Coordinate annotation data:
####################

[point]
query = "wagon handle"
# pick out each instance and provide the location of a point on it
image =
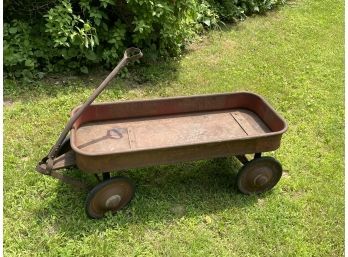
(131, 54)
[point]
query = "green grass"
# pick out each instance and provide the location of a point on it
(293, 57)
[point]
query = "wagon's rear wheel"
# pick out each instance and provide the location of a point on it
(259, 175)
(109, 196)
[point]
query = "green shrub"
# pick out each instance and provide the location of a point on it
(77, 34)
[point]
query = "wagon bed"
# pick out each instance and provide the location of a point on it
(129, 134)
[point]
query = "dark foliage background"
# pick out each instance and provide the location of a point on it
(53, 35)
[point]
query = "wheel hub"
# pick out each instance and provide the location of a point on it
(261, 180)
(113, 201)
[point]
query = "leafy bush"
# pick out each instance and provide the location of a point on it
(55, 35)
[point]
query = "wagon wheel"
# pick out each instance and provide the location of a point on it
(259, 175)
(109, 196)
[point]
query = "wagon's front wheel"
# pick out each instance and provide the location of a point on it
(109, 196)
(259, 175)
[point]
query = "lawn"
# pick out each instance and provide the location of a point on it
(293, 57)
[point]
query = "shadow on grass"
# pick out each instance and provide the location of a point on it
(163, 195)
(139, 76)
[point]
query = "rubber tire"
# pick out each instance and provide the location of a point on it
(91, 212)
(262, 164)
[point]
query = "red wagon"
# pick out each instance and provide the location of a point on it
(128, 134)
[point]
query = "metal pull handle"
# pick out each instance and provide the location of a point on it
(131, 54)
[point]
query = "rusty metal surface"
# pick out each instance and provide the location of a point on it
(131, 54)
(165, 131)
(122, 135)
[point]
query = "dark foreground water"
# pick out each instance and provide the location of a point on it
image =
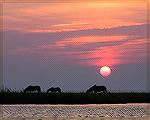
(76, 112)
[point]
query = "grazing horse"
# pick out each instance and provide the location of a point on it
(32, 89)
(54, 90)
(97, 89)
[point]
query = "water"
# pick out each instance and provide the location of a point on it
(76, 112)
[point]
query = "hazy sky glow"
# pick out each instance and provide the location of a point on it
(63, 44)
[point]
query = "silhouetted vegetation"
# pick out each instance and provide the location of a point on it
(13, 97)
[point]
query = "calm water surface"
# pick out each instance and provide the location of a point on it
(76, 112)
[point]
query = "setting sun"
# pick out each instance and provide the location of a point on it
(105, 71)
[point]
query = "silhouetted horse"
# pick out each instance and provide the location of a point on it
(32, 89)
(55, 90)
(96, 89)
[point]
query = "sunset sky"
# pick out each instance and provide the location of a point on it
(65, 45)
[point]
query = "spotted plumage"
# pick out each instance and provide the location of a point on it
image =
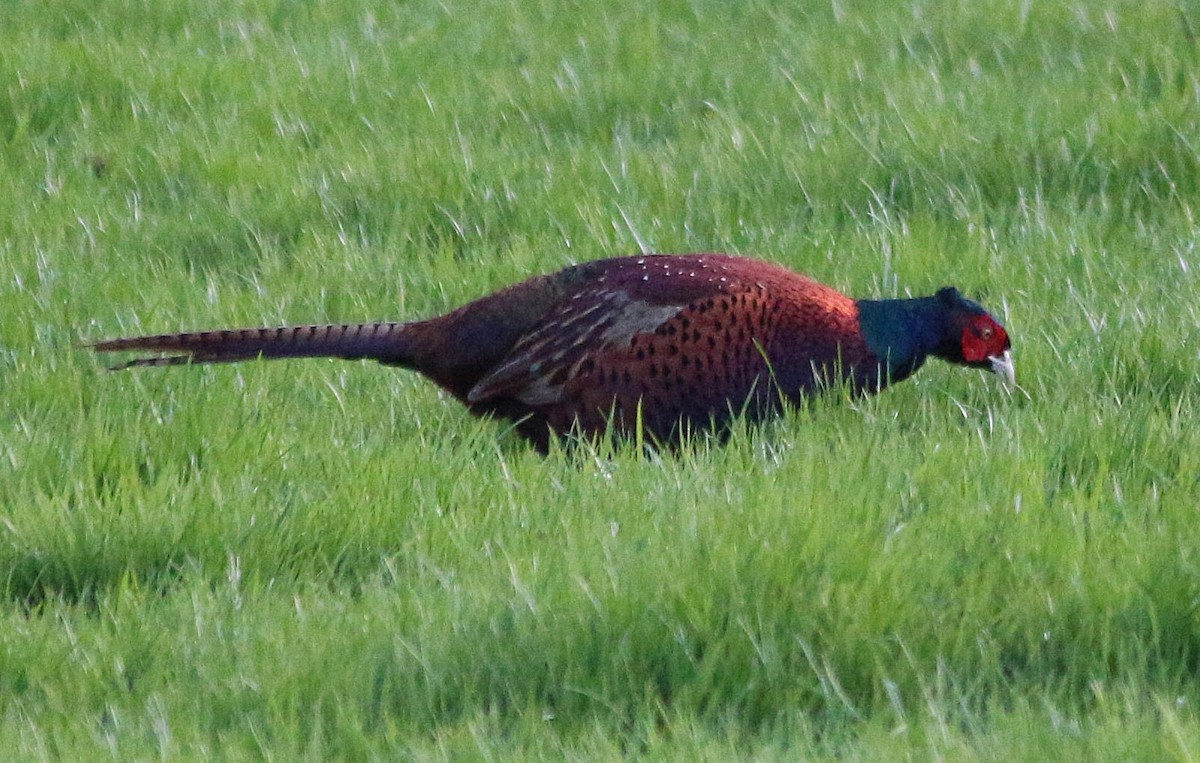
(658, 342)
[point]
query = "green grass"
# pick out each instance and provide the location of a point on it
(315, 559)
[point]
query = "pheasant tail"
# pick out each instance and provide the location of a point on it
(377, 341)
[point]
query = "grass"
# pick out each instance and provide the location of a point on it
(317, 560)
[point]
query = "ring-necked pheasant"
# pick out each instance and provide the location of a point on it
(661, 342)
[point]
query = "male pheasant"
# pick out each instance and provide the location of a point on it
(663, 342)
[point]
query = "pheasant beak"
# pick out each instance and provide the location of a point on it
(1003, 366)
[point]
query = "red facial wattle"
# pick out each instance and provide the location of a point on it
(983, 338)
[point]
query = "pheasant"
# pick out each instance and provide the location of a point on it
(659, 344)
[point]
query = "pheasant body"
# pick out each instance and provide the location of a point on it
(658, 342)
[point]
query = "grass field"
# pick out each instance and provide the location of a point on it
(319, 559)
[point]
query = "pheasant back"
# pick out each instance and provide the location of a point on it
(661, 343)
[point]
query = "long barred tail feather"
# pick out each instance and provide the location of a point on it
(376, 341)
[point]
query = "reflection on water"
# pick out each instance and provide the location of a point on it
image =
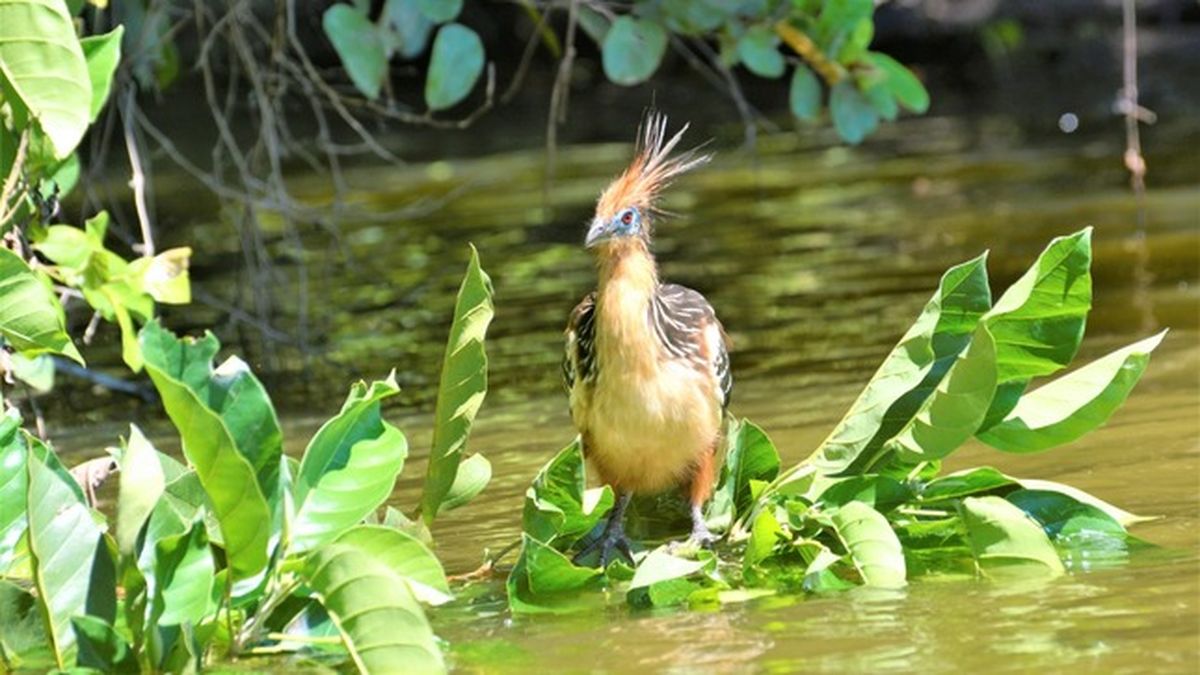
(816, 258)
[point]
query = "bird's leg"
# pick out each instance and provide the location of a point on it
(613, 536)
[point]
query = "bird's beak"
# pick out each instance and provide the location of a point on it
(597, 233)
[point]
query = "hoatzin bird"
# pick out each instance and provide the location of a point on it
(646, 363)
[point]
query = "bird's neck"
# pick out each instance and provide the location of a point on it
(629, 279)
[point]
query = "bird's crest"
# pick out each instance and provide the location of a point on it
(652, 169)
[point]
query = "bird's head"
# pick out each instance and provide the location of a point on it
(627, 207)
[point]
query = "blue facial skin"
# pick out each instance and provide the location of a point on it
(628, 222)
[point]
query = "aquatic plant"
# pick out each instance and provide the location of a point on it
(871, 506)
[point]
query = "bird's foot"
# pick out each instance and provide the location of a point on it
(613, 539)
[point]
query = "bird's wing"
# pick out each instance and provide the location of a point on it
(688, 328)
(579, 359)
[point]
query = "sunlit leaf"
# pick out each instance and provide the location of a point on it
(462, 386)
(381, 620)
(455, 64)
(42, 70)
(358, 46)
(871, 544)
(1006, 541)
(30, 316)
(633, 49)
(348, 469)
(1073, 405)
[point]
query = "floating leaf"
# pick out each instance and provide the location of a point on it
(804, 95)
(455, 66)
(1005, 541)
(871, 544)
(358, 46)
(43, 72)
(30, 316)
(462, 386)
(1073, 405)
(633, 51)
(348, 469)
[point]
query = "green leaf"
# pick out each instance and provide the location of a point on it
(462, 386)
(102, 647)
(1038, 322)
(871, 544)
(229, 434)
(381, 620)
(633, 51)
(955, 410)
(1073, 405)
(1005, 541)
(13, 479)
(42, 70)
(349, 467)
(853, 115)
(30, 316)
(900, 82)
(474, 475)
(965, 483)
(439, 11)
(358, 46)
(557, 506)
(455, 66)
(102, 53)
(759, 51)
(142, 483)
(64, 539)
(911, 370)
(406, 556)
(750, 455)
(804, 95)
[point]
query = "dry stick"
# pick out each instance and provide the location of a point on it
(137, 181)
(1134, 114)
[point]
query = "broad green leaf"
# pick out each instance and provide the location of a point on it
(911, 370)
(407, 557)
(455, 64)
(871, 544)
(633, 49)
(474, 475)
(804, 94)
(358, 46)
(964, 484)
(142, 483)
(101, 647)
(30, 316)
(1038, 322)
(349, 467)
(403, 28)
(1073, 405)
(102, 53)
(13, 478)
(759, 51)
(64, 539)
(1006, 541)
(750, 455)
(381, 620)
(462, 386)
(955, 410)
(557, 506)
(853, 115)
(900, 82)
(229, 434)
(42, 70)
(439, 11)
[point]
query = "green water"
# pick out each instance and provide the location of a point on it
(816, 258)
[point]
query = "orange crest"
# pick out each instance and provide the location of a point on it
(652, 169)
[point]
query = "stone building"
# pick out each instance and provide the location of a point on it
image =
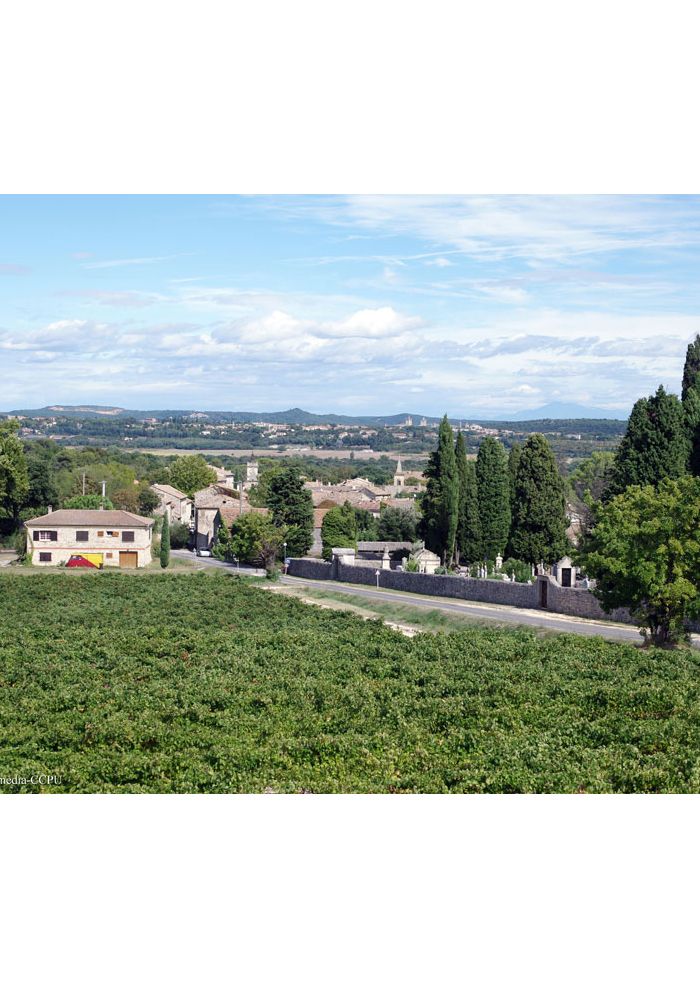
(90, 537)
(176, 504)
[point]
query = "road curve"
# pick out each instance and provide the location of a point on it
(500, 614)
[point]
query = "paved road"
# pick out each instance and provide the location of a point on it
(499, 614)
(210, 561)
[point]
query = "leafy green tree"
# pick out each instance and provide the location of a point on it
(439, 505)
(222, 549)
(14, 477)
(179, 535)
(90, 502)
(588, 483)
(365, 524)
(397, 524)
(338, 528)
(468, 537)
(655, 445)
(42, 488)
(538, 531)
(148, 500)
(191, 473)
(493, 493)
(165, 542)
(644, 553)
(291, 506)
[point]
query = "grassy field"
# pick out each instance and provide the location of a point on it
(204, 683)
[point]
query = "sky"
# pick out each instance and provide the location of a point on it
(478, 306)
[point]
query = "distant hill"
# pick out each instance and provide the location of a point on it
(554, 411)
(565, 410)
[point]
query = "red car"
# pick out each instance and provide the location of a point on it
(81, 561)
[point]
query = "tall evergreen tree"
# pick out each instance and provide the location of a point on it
(513, 461)
(468, 538)
(655, 445)
(690, 397)
(440, 503)
(691, 368)
(291, 506)
(165, 542)
(493, 493)
(538, 531)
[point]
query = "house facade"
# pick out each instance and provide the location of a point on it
(100, 537)
(176, 504)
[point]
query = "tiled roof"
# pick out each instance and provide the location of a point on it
(92, 517)
(169, 489)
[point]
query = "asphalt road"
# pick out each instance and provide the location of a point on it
(210, 561)
(499, 614)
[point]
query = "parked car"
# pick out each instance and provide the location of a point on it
(84, 561)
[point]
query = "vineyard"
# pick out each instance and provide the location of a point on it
(202, 683)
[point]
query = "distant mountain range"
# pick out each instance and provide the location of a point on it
(553, 411)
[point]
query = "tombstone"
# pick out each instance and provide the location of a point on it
(565, 572)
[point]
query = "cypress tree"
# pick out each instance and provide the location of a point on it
(468, 539)
(440, 503)
(538, 530)
(690, 396)
(165, 542)
(655, 445)
(493, 493)
(292, 508)
(513, 461)
(691, 368)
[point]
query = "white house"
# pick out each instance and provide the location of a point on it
(100, 537)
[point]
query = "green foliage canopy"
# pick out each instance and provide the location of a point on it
(493, 492)
(539, 520)
(644, 552)
(191, 473)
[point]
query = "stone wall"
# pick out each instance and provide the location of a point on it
(578, 602)
(311, 569)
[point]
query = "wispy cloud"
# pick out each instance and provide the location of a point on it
(14, 269)
(123, 262)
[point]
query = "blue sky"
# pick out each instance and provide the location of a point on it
(474, 305)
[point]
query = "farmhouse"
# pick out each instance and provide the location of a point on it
(94, 537)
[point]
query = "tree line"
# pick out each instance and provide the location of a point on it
(642, 543)
(502, 503)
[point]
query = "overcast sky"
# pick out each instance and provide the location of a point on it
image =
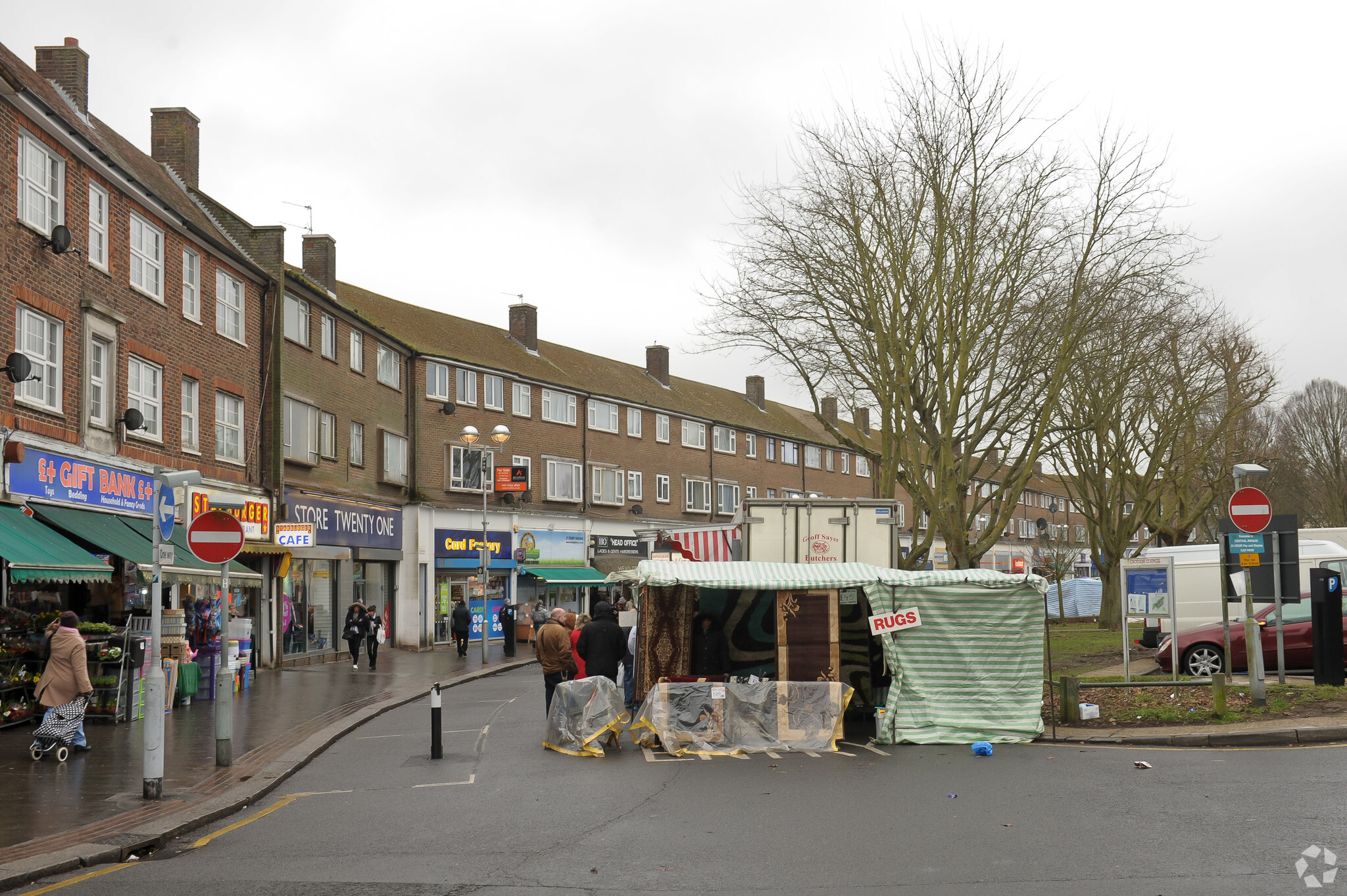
(585, 155)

####################

Which lines of the data contain the string "bird"? Show each of them, treating case as significant.

• Expected answer:
query = "bird's leg"
query = "bird's beak"
query = "hoatzin bird"
query = "bird's neck"
query = "bird's crest"
query = "bird's head"
query = "bird's foot"
query = "bird's wing"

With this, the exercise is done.